### What to work on:
Please count the lines in the records below that contain the string "Target", treating uppercase and lowercase as different, and give only the number.

### Dataset rows:
○ ○ ○ ○
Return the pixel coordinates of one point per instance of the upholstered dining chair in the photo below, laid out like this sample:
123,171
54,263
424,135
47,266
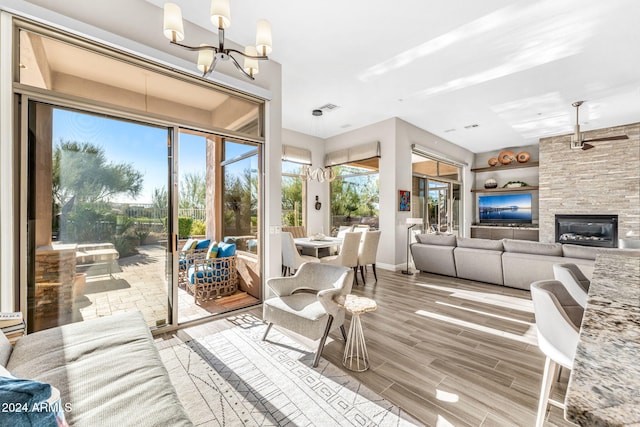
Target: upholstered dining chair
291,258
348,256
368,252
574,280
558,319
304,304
○ ○ ○ ○
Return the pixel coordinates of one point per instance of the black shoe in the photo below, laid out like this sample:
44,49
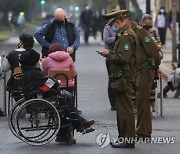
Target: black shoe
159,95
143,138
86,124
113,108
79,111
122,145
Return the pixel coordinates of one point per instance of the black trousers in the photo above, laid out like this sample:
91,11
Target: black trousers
○ ○ ○ ○
### Expected answer:
3